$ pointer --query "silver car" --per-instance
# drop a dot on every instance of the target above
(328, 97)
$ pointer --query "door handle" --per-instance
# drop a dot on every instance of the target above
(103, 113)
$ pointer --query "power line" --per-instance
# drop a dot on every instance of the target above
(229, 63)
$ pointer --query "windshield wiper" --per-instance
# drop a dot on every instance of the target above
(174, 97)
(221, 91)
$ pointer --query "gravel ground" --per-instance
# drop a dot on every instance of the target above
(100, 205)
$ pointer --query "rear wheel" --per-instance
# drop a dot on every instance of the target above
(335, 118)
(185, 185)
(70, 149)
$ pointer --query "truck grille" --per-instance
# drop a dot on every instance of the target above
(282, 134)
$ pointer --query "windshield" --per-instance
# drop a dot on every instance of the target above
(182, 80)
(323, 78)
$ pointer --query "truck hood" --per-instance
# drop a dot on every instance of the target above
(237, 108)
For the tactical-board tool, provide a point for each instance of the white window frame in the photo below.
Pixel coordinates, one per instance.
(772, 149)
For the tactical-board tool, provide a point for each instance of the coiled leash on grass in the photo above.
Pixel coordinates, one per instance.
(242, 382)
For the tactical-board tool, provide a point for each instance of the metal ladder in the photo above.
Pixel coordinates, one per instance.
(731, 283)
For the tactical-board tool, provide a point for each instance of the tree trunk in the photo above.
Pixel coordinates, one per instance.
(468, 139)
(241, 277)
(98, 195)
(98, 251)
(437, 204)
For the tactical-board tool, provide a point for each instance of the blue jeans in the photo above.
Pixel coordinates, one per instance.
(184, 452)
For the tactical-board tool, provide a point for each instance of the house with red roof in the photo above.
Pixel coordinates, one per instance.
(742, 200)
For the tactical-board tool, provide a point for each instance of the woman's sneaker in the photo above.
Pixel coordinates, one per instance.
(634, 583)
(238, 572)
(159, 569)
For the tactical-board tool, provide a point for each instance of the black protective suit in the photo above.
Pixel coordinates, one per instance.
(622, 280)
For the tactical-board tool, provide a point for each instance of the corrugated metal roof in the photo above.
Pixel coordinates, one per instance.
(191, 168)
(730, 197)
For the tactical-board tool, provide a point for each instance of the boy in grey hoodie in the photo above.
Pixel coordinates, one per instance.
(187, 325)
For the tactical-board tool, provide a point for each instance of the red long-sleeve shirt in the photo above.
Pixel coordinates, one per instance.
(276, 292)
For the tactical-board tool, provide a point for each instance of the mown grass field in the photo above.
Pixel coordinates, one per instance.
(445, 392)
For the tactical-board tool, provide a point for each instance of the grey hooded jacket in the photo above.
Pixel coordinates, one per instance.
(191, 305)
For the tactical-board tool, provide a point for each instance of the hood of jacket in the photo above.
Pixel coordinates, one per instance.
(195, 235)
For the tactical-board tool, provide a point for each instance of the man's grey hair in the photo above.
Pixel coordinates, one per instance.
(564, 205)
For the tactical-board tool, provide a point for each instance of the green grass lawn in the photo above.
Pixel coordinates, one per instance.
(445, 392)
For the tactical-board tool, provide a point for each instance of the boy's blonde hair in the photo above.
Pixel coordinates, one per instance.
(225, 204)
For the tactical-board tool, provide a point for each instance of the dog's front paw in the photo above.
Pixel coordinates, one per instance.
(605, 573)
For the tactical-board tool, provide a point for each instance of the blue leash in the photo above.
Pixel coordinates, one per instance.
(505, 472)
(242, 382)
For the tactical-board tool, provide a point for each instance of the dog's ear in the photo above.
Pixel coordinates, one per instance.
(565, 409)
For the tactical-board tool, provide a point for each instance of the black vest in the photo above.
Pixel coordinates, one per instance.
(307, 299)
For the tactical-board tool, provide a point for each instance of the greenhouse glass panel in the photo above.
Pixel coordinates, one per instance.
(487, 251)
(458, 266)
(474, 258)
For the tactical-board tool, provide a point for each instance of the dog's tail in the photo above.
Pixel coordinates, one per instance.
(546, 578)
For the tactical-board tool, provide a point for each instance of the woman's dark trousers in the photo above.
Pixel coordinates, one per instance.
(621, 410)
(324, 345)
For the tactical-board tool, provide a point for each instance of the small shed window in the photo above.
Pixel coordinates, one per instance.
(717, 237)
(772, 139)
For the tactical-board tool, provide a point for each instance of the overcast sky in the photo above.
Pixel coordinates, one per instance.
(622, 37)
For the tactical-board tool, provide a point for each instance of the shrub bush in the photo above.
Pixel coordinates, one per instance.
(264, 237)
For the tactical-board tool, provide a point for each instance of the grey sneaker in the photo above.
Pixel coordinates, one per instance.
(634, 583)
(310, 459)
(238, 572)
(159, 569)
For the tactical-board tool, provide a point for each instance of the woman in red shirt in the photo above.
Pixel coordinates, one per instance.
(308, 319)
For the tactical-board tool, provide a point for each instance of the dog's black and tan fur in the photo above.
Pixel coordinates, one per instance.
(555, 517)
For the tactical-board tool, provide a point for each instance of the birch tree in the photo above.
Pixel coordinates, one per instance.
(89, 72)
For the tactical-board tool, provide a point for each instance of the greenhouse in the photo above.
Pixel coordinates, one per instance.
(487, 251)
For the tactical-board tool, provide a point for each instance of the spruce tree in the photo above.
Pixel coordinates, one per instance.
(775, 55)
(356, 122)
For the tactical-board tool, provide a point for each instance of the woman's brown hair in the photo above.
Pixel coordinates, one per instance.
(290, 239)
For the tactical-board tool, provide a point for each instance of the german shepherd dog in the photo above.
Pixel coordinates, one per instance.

## EXERCISE
Repeat the listing in full, keeping every line exactly as it is.

## EXERCISE RESPONSE
$ pointer --query "silver car" --per-instance
# drop a dot on every instance of the target above
(328, 97)
$ pointer --query "door handle" --per-instance
# drop a dot on every instance of the target above
(103, 113)
$ pointer --query "power line" --per-instance
# drop a dot on every instance of the target above
(229, 63)
$ pointer --query "windshield wiper" --per-instance
# drop a dot on every instance of the target above
(174, 97)
(221, 91)
$ pointer --query "gravel ground" --per-instance
# drop a dot on every instance of the target above
(100, 205)
$ pointer --query "rear wheel" --per-instance
# drop a dot on every instance of the target above
(335, 118)
(185, 185)
(70, 149)
$ pointer --query "truck grille" --per-instance
# drop a dot on every instance of the target above
(282, 134)
$ pointer --query "windshield" --per-instance
# drop a dot on every instance of the target above
(182, 80)
(323, 78)
$ pointer --query "truck hood" --per-instance
# drop a dot on every instance of the target above
(237, 108)
For the tactical-board tool, provide a point for each instance of the white window frame in the photo below.
Pixel coordinates, one per instance.
(772, 149)
For the tactical-board tool, provide a point for each instance of the coiled leash on grass in the photo above.
Pixel coordinates, one per instance.
(242, 382)
For the tactical-board tool, provide a point for each instance of the metal ladder in the photo above.
Pixel coordinates, one per instance.
(731, 283)
For the tactical-board tool, provide a point for each instance of the tree trunk in the photo above.
Pixel coordinates, one per instance.
(468, 139)
(241, 277)
(98, 195)
(98, 251)
(437, 204)
For the tactical-board tool, provide a point for each instance of the blue jeans in the photo above.
Pixel coordinates, one per instance.
(184, 452)
For the tactical-board tool, provide a point for each instance of the house with red roof in the photo above.
Pixel coordinates, one per instance.
(742, 200)
For the tactical-board tool, provide a point for each instance of the woman's sneaker in the photo above.
Pixel coordinates, one per instance.
(634, 583)
(238, 572)
(159, 569)
For the tactical-board tool, provide a point for each instance of the black protective suit in the photo above.
Pixel coordinates, one per instance.
(622, 280)
For the tactical-board tool, provide a point for each instance of the corrugated metal roof in the photo above.
Pixel coordinates, one per instance.
(191, 168)
(730, 197)
For the tactical-board tool, provide a point for each instance of the boy in grey hoodie in the photo above.
Pixel coordinates, one per instance.
(187, 325)
For the tactical-board tool, provide a point for each instance of the red long-sleeve shirt in the photo above.
Pixel coordinates, one per instance.
(276, 292)
For the tactical-board tool, provide a point for each instance of the mown grass field in the photo above.
Pixel coordinates, one per instance.
(445, 392)
For the tactical-board tool, provide a point for each instance of the grey hooded jacket in the photo above.
Pixel coordinates, one per instance.
(191, 305)
For the tactical-board tool, provide a point for each instance of the hood of jacket in the photo above.
Pixel coordinates, one per instance.
(195, 235)
For the tactical-board tool, provide a point for each instance of the man's grey hair in the photo above.
Pixel coordinates, one per instance.
(564, 205)
For the tactical-board tool, provide a point for each instance of the green grass lawn in the photo above.
Pixel coordinates, one per instance.
(445, 392)
For the tactical-board tool, provide a point for each instance of the boy's blonde hair in the photo above.
Pixel coordinates, one per instance.
(225, 204)
For the tactical-board tool, provide a point for each instance of the dog's front paw in the photo above.
Pixel coordinates, one per instance.
(605, 573)
For the tactical-board tool, provide a point for each instance of the blue leash in the photo above.
Pixel coordinates, one per instance.
(505, 472)
(242, 382)
For the tactical-board tool, provide a point for each instance of the dog's ear in the photo above.
Pixel coordinates, one per instance.
(565, 409)
For the tactical-board tool, provide a point for each instance of the black vest in the photo above.
Pixel coordinates, one per instance.
(307, 299)
For the tactical-board tool, provide a point for each instance of the greenhouse glass panel in the photo above.
Pixel coordinates, one per instance.
(487, 251)
(458, 266)
(474, 258)
For the tactical-board tool, provide a point for each instance of the dog's tail in the photo above.
Pixel coordinates, one per instance.
(546, 578)
For the tactical-board tool, provide a point for each instance of the woman's dark trousers in the photo above.
Pixel coordinates, one per instance.
(621, 410)
(324, 345)
For the tactical-board tool, provide a point for each instance of the small shed window in the photo above.
Pixel coordinates, one per instance.
(717, 237)
(772, 139)
For the tactical-board tool, provide a point for each instance of the overcast sky in the photo above.
Pixel coordinates, one per instance.
(622, 37)
For the tactical-board tool, provide a point for each instance of the shrub bush in the photo above.
Pixel coordinates, one per instance.
(264, 237)
For the tactical-board tool, provide a point for each instance of the grey sneaker in the photo above.
Pixel coordinates, one per instance.
(634, 583)
(310, 459)
(238, 572)
(159, 569)
For the tactical-board tool, provide a point for each instance of the woman in red shirt in the photo above.
Pixel coordinates, one per instance.
(308, 319)
For the tactical-board tool, provide a point for each instance of the dog's black and tan fur in the photo above.
Pixel coordinates, one per instance.
(555, 517)
For the tactical-board tool, provide a point for each instance of the birch tree in the photo above.
Pixel coordinates, one per instance.
(89, 72)
For the tactical-board tool, provide a point for each instance of the greenhouse in the photo above.
Pixel coordinates, one per instance.
(487, 251)
For the tactical-board tool, provide a point for each instance of the spruce tree in the photo above.
Pixel coordinates, one per instance.
(775, 55)
(356, 122)
For the tactical-board tool, provide a point for each instance of the woman's brown hair in the photo above.
Pixel coordinates, one per instance.
(290, 239)
For the tactical-board tool, provide a point for each instance of the german shepherd dog in the photo above.
Pixel coordinates, one per instance.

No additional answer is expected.